_Your instructions:_
Turn every line of the items below into a Markdown table with two columns, Row and Item line. Number the rows in order and leave out any blank lines.

_Exercise inputs:_
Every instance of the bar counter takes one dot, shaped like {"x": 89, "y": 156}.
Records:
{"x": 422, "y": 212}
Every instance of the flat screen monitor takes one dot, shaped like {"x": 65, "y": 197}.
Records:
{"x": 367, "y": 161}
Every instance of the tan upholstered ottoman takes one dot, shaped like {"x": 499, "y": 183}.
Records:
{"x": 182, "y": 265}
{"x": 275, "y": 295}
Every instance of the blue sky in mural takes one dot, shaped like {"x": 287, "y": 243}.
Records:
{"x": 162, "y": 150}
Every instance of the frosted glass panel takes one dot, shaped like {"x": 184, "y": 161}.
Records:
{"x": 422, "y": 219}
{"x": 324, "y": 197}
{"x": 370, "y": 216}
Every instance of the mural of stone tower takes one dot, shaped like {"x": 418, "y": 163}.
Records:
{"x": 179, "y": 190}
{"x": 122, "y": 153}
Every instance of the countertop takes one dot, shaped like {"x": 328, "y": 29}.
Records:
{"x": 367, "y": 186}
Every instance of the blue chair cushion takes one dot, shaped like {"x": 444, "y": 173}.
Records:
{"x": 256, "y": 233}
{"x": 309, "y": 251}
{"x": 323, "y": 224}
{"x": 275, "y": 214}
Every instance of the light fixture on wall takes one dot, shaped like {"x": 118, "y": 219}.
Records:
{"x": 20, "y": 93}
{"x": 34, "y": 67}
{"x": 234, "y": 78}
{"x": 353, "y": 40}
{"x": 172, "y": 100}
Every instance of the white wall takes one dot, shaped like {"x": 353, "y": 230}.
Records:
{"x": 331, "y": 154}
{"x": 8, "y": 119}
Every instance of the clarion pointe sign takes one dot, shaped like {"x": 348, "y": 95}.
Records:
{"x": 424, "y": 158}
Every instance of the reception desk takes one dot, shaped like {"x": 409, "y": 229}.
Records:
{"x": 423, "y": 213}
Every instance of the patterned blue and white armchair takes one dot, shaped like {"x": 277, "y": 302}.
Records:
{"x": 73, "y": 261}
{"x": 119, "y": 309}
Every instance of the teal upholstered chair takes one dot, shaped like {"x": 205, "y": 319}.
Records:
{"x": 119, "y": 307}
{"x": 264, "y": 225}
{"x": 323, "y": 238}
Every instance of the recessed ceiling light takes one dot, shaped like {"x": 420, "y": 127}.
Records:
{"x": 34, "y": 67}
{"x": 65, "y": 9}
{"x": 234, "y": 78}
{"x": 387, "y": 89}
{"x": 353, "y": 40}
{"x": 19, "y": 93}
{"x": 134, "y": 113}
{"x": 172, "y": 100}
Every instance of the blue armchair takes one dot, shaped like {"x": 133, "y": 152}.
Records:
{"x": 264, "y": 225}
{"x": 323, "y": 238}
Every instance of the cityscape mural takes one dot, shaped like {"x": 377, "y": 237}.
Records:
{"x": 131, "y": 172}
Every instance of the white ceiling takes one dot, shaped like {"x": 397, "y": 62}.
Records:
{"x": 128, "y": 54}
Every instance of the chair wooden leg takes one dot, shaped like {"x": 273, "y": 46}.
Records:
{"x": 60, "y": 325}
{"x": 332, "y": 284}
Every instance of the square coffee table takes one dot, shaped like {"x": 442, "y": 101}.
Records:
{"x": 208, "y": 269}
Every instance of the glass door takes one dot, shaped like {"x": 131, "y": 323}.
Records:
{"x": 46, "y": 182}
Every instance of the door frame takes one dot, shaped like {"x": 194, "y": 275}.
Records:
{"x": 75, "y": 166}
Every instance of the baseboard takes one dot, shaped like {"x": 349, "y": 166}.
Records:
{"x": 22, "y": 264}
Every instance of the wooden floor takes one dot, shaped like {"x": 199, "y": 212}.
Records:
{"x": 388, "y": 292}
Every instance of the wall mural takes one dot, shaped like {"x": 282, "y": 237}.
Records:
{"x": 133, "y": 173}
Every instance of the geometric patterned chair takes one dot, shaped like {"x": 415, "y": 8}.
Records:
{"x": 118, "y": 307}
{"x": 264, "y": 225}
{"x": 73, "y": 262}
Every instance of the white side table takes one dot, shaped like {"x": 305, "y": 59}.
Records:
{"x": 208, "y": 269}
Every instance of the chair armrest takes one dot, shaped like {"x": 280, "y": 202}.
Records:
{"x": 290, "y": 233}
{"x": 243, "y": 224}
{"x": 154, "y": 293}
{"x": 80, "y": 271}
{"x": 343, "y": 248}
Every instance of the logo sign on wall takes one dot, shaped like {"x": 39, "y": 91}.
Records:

_Expected answer:_
| Row | Item line |
|---|---|
| 1 | Every instance of the bar counter takes one dot, shaped like {"x": 89, "y": 156}. |
| 2 | Records: |
| 3 | {"x": 422, "y": 212} |
| 4 | Every instance of the flat screen monitor takes one dot, shaped like {"x": 65, "y": 197}. |
| 5 | Records: |
| 6 | {"x": 367, "y": 161} |
| 7 | Every instance of the tan upholstered ottoman takes one dot, shaped like {"x": 499, "y": 183}. |
| 8 | Records: |
| 9 | {"x": 182, "y": 265} |
| 10 | {"x": 275, "y": 295} |
| 11 | Every instance of the blue sky in mural takes one dot, shaped like {"x": 287, "y": 243}. |
| 12 | Records: |
| 13 | {"x": 162, "y": 150} |
| 14 | Every instance of the frosted glass panel takes one dot, shaped like {"x": 184, "y": 161}. |
| 15 | Records: |
| 16 | {"x": 422, "y": 219} |
| 17 | {"x": 324, "y": 197} |
| 18 | {"x": 370, "y": 216} |
| 19 | Every instance of the mural of stone tower takes one dot, shaped like {"x": 418, "y": 163}. |
| 20 | Records: |
| 21 | {"x": 179, "y": 190} |
| 22 | {"x": 122, "y": 153} |
| 23 | Every instance of the countertop takes one dot, shaped like {"x": 328, "y": 29}. |
| 24 | Records: |
| 25 | {"x": 367, "y": 186} |
| 26 | Every instance of the blue chair cushion takes one dot, shaped like {"x": 444, "y": 173}. |
| 27 | Records: |
| 28 | {"x": 256, "y": 233} |
| 29 | {"x": 309, "y": 251} |
| 30 | {"x": 323, "y": 224} |
| 31 | {"x": 275, "y": 214} |
| 32 | Every instance of the light fixture on wall takes one dot, shaped like {"x": 118, "y": 219}. |
| 33 | Records: |
| 34 | {"x": 20, "y": 93} |
| 35 | {"x": 34, "y": 67} |
| 36 | {"x": 234, "y": 78} |
| 37 | {"x": 353, "y": 40} |
| 38 | {"x": 172, "y": 100} |
| 39 | Every instance of the white wall takes one dot, shaped like {"x": 353, "y": 230}. |
| 40 | Records: |
| 41 | {"x": 331, "y": 154} |
| 42 | {"x": 8, "y": 119} |
| 43 | Every instance of the clarion pointe sign takes one dot, shaped like {"x": 348, "y": 95}. |
| 44 | Records: |
| 45 | {"x": 424, "y": 158} |
| 46 | Every instance of the reception desk takes one dot, shaped like {"x": 409, "y": 229}. |
| 47 | Records: |
| 48 | {"x": 423, "y": 213} |
| 49 | Every instance of the patterned blue and white armchair takes one dot, shaped like {"x": 277, "y": 302}. |
| 50 | Records: |
| 51 | {"x": 73, "y": 261} |
| 52 | {"x": 119, "y": 309} |
| 53 | Every instance of the teal upholstered chair takes one dot, shaped like {"x": 205, "y": 319}. |
| 54 | Records: |
| 55 | {"x": 119, "y": 307} |
| 56 | {"x": 264, "y": 225} |
| 57 | {"x": 323, "y": 238} |
| 58 | Every instance of the recessed ceiling light takes one dot, shaped like {"x": 420, "y": 127}. |
| 59 | Records: |
| 60 | {"x": 34, "y": 67} |
| 61 | {"x": 65, "y": 9} |
| 62 | {"x": 234, "y": 78} |
| 63 | {"x": 387, "y": 89} |
| 64 | {"x": 353, "y": 40} |
| 65 | {"x": 19, "y": 93} |
| 66 | {"x": 134, "y": 113} |
| 67 | {"x": 172, "y": 100} |
| 68 | Every instance of the blue armchair takes one dot, shaped like {"x": 133, "y": 152}. |
| 69 | Records: |
| 70 | {"x": 264, "y": 225} |
| 71 | {"x": 323, "y": 238} |
| 72 | Every instance of the cityscape mural takes one dot, shaped like {"x": 377, "y": 237}. |
| 73 | Records: |
| 74 | {"x": 131, "y": 172} |
| 75 | Every instance of the white ceiling takes one dot, shaped like {"x": 397, "y": 62}. |
| 76 | Records: |
| 77 | {"x": 128, "y": 54} |
| 78 | Every instance of the chair wooden leg takes one dot, shaped like {"x": 273, "y": 46}. |
| 79 | Records: |
| 80 | {"x": 60, "y": 325} |
| 81 | {"x": 332, "y": 284} |
| 82 | Every instance of the square coffee table takes one dot, shaped like {"x": 442, "y": 101}. |
| 83 | Records: |
| 84 | {"x": 208, "y": 269} |
| 85 | Every instance of the glass door takes one dot, shaped like {"x": 131, "y": 323}. |
| 86 | Records: |
| 87 | {"x": 46, "y": 182} |
| 88 | Every instance of the door frame takes one dot, shaped like {"x": 194, "y": 275}. |
| 89 | Records: |
| 90 | {"x": 75, "y": 166} |
| 91 | Every instance of the baseboard takes one dot, shaped like {"x": 349, "y": 166}. |
| 92 | Records: |
| 93 | {"x": 22, "y": 264} |
| 94 | Every instance of the wooden floor takes one dot, shaped like {"x": 199, "y": 212}. |
| 95 | Records: |
| 96 | {"x": 388, "y": 292} |
| 97 | Every instance of the wall mural takes one dot, shaped like {"x": 282, "y": 237}. |
| 98 | Records: |
| 99 | {"x": 133, "y": 173} |
| 100 | Every instance of the geometric patterned chair takes one dot, shaped like {"x": 415, "y": 8}. |
| 101 | Records: |
| 102 | {"x": 118, "y": 307} |
| 103 | {"x": 264, "y": 225} |
| 104 | {"x": 73, "y": 262} |
| 105 | Every instance of the white side table takes one dot, shaped like {"x": 305, "y": 59}. |
| 106 | Records: |
| 107 | {"x": 208, "y": 269} |
| 108 | Every instance of the chair armrest takes one dot, shaped like {"x": 280, "y": 202}. |
| 109 | Records: |
| 110 | {"x": 290, "y": 233} |
| 111 | {"x": 243, "y": 224} |
| 112 | {"x": 154, "y": 293} |
| 113 | {"x": 80, "y": 271} |
| 114 | {"x": 343, "y": 248} |
| 115 | Every instance of the logo sign on wall takes one dot, shaped like {"x": 39, "y": 91}. |
| 116 | Records: |